— Description of the task —
Using the listing that follows, return every line with the word "single".

[[ Excerpted records open ]]

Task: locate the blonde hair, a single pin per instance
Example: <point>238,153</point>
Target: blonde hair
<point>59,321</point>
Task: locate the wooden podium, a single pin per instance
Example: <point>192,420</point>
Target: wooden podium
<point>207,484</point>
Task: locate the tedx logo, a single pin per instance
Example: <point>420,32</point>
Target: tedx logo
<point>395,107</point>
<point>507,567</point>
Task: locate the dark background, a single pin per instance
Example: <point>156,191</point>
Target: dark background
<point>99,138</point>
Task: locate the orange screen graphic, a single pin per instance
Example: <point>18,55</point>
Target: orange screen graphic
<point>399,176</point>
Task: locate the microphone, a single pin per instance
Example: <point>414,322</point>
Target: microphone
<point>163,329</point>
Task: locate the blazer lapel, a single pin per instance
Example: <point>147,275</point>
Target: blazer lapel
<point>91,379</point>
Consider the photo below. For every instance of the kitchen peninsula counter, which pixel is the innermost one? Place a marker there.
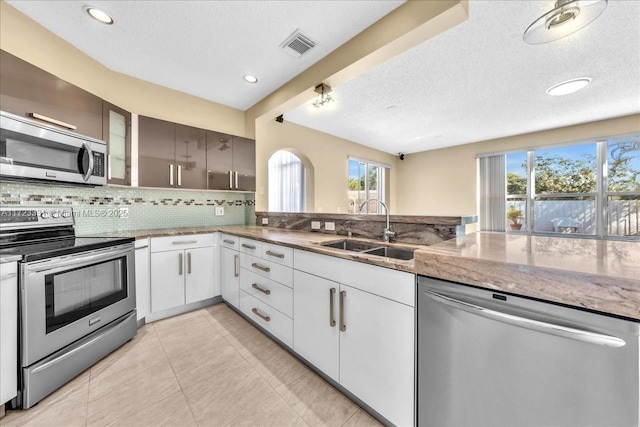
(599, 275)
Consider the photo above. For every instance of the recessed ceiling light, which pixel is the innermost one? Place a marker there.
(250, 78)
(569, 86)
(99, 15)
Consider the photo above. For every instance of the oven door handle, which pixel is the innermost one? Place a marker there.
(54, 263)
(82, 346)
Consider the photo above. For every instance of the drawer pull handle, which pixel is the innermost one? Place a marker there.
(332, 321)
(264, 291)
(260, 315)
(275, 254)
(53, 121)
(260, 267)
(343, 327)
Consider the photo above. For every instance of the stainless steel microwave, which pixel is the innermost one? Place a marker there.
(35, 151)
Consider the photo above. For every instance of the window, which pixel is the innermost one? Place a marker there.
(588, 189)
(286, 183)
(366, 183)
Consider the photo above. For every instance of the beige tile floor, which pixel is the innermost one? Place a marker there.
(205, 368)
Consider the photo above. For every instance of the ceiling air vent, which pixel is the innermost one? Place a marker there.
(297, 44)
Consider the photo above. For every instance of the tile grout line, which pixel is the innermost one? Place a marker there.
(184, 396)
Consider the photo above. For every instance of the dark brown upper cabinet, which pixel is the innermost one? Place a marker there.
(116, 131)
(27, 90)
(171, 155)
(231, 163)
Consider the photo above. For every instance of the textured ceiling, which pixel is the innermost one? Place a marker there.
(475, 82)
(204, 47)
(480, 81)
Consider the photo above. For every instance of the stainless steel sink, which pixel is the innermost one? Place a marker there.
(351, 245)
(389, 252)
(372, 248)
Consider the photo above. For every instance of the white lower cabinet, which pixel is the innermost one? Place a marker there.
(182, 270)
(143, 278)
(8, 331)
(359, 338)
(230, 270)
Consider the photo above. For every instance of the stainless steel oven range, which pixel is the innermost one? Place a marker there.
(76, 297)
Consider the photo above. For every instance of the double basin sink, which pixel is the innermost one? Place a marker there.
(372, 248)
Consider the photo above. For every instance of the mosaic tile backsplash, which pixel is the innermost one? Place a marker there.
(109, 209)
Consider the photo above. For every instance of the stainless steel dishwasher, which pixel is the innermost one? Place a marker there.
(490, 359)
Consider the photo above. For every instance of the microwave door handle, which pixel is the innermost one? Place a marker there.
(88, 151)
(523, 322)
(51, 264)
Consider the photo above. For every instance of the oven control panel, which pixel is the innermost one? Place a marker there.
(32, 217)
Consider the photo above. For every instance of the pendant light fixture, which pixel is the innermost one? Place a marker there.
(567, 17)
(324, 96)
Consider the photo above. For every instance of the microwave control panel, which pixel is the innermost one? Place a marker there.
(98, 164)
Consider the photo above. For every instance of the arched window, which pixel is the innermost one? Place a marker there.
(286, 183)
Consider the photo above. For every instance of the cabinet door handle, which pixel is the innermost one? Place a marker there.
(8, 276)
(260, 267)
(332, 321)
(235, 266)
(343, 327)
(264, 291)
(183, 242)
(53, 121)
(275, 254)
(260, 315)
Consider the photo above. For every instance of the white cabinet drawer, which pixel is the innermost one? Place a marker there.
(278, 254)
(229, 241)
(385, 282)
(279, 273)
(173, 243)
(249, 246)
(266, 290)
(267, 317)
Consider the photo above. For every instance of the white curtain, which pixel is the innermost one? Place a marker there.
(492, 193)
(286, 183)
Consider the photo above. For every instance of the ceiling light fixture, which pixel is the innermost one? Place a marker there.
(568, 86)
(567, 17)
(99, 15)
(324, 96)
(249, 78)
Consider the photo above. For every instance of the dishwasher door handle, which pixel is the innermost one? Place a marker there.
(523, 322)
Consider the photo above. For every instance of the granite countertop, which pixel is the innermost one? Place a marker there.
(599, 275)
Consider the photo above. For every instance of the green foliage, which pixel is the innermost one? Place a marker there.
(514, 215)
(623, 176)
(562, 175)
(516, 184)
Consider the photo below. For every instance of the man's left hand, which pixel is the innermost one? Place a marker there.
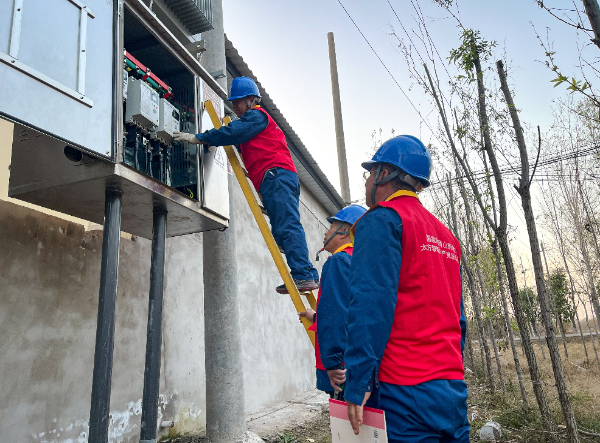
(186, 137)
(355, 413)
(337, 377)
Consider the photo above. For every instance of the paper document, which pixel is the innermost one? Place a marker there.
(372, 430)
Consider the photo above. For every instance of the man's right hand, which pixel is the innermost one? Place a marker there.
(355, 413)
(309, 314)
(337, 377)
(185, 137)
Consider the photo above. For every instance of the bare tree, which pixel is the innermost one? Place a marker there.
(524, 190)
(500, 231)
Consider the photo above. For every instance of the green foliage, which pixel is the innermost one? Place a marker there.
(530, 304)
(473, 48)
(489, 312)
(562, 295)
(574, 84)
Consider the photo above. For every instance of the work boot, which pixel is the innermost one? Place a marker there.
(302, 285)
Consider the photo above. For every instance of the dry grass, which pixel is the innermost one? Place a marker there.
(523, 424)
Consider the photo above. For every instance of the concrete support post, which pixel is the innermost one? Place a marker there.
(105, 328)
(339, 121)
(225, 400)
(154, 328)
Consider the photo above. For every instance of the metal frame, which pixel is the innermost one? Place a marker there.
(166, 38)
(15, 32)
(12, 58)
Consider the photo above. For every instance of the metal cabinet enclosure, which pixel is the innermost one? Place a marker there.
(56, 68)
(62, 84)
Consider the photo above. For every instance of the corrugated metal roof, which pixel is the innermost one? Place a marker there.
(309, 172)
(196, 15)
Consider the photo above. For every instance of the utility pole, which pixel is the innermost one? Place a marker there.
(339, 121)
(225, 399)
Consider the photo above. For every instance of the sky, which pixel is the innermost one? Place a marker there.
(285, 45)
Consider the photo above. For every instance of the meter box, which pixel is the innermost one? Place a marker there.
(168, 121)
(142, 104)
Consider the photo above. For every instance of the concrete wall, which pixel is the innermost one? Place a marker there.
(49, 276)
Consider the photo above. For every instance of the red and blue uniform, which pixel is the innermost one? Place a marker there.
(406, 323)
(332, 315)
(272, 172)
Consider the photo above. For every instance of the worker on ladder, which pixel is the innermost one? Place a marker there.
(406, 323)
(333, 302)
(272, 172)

[[ Excerpted records closed ]]
[[ Excerpted records open ]]

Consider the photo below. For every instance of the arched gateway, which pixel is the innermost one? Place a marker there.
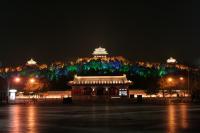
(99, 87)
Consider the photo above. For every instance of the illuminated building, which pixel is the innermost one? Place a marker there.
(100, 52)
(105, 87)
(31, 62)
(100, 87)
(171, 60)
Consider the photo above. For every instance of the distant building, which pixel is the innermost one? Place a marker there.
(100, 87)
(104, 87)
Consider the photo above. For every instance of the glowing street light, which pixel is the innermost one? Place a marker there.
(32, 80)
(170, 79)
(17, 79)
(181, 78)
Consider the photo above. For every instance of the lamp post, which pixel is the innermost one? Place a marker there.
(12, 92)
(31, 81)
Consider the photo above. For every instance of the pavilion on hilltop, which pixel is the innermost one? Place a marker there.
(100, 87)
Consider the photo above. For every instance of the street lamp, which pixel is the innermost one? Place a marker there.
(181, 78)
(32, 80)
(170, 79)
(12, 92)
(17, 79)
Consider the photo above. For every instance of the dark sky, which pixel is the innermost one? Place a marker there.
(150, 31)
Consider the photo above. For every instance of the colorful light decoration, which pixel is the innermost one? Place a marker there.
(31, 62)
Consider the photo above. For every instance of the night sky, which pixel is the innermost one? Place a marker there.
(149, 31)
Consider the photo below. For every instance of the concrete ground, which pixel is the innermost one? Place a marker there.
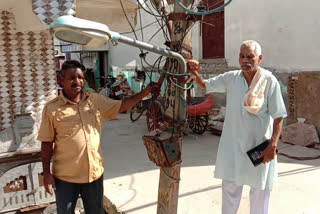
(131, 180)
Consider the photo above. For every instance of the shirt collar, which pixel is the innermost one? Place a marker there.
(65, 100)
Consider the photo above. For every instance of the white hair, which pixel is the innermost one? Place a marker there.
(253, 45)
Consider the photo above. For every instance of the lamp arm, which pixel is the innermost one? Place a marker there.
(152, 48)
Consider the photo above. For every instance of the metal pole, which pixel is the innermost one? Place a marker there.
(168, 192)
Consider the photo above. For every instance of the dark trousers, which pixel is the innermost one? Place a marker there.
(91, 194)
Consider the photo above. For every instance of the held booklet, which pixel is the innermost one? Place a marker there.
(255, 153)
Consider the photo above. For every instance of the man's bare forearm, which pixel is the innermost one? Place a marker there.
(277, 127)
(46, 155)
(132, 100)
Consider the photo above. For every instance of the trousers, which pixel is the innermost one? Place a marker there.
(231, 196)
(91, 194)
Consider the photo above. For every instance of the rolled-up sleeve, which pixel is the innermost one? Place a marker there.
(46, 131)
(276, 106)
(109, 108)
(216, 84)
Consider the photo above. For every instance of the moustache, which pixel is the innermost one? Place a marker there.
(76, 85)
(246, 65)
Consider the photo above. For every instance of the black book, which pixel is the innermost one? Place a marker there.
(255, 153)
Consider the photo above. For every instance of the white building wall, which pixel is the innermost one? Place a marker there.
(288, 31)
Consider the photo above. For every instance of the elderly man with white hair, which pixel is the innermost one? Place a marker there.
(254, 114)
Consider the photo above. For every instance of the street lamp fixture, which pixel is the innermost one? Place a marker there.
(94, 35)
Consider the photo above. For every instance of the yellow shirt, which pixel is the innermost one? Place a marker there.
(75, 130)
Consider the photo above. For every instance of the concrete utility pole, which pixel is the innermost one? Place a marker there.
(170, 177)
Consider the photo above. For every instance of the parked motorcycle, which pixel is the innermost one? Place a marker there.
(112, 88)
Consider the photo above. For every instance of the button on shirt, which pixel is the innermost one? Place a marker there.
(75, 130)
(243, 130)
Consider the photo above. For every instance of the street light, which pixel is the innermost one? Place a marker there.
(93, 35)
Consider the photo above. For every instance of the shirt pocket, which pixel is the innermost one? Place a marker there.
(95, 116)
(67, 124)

[[ Excerpted records closed ]]

— Completed task —
Task: locate the blonde hair, a single pin per instance
Task: locate the wooden podium, a single pin per instance
Task: locate the tedx logo, a single pin per instance
Task: locate the dark background, a single pin per instance
Task: locate the orange screen graphic, a single pin per instance
Task: locate the microphone, a single pin per instance
Task: locate the blazer lapel, a single pin per instance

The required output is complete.